*ПОКАЗАННЫЙ ОТРЫВОК*:
»»
Пять жизней Освальда Плебейского

                Эссе.
   Людям свойственно хотя бы эпизодически возвращаться туда, где уже были. Сегодня я, как составитель двухтомного собрания стихотворений и поэм Освальда Плебейского, прочитываю это собрание несколько иными глазами.
   Могу, во-первых, дать совет тем читателям, кто приступает к прочтению двухтомника впервые. Начинайте читать со второго тома. Дело в том, что в основу расположения произведений в собрании взята хронология публикаций сборников автора (а внутри каждого сборника – авторское же расположение). Известно, что значительная часть созданного поэтом не была обнародована вплоть до девяностых годов истекшего столетия из цензурных соображений. Также необходимо учесть и дефицит бумажной площади, предоставляемой авторам для публикаций, что заставляло их идти на определённое самоограничение. И лишь к концу столетия (и к последним годам жизни поэта) оба этих фактора перестали быть самодовлеющими. Именно в эти годы Освальдом Лаврентьевичем были созданы последние его книги –«Стихотворения» (1994г.) и «Избранное» (1997г., напечатано уже посмертно). Так что именно в них опубликовано всё , что было ранее скрыто, включая и его детские и юношеские стихи. Именно здесь вы ознакомитесь с его поэтически изложенной биографией.
««
Ответьте на вопросы по эссе об Освальде Плебейском и пронумеруйте ответы так же, как вопросы.
1. С какого тома эссе советует начинать тем, кто читает двухтомник впервые?
2. Что взято в основу расположения произведений в собрании?
3. Как называются последние книги поэта и в каких годах они датированы?

*ИЗВЛЕЧЁННЫЕ СВЕДЕНИЯ*:
»»
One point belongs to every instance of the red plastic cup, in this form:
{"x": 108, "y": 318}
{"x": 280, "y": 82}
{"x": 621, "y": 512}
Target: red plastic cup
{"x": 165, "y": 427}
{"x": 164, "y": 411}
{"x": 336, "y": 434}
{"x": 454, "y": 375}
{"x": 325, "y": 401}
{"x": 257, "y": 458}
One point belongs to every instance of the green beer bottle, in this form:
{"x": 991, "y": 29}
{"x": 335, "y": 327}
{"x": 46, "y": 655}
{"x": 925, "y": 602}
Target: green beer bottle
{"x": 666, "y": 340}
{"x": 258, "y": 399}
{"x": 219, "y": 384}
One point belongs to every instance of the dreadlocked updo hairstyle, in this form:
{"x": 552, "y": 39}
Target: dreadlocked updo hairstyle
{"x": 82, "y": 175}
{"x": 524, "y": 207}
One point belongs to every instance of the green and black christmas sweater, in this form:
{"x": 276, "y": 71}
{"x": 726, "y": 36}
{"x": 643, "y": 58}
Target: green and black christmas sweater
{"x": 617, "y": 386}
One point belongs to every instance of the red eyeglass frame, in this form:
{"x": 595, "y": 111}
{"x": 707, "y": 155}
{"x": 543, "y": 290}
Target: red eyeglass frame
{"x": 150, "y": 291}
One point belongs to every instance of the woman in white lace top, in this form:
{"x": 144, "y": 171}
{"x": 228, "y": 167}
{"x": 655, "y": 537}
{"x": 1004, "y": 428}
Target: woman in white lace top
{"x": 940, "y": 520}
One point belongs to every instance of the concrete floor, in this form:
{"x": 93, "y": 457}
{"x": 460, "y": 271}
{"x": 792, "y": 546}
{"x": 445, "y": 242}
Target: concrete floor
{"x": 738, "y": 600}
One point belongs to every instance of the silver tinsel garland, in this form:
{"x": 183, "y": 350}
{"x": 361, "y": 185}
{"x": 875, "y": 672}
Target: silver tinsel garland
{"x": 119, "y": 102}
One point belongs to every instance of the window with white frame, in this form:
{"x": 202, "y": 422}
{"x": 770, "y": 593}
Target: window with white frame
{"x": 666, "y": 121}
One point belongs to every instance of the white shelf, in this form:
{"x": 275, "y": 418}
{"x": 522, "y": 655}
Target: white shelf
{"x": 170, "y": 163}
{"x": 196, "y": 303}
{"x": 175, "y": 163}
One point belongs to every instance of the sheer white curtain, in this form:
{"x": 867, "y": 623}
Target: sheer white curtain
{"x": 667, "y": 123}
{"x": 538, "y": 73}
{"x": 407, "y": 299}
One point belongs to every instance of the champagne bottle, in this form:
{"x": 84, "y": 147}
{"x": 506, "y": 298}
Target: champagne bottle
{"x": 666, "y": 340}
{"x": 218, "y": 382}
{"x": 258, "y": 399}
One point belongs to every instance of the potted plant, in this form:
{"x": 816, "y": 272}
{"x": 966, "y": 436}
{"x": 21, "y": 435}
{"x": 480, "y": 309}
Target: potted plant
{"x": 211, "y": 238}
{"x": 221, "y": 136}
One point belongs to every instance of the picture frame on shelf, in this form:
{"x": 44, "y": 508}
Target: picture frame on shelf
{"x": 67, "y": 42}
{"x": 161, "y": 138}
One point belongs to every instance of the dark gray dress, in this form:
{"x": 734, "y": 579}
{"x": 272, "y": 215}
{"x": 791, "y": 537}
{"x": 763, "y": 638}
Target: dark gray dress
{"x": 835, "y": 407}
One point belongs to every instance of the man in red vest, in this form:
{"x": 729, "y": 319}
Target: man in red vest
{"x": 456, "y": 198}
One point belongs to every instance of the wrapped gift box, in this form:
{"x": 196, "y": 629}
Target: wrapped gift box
««
*ОЖИДАЕМЫЙ ОТВЕТ*:
1. Со второго тома.
2. Хронология публикаций сборников автора, а внутри каждого сборника сохранено авторское расположение.
3. «Стихотворения» (1994 г.) и «Избранное» (1997 г., напечатано посмертно).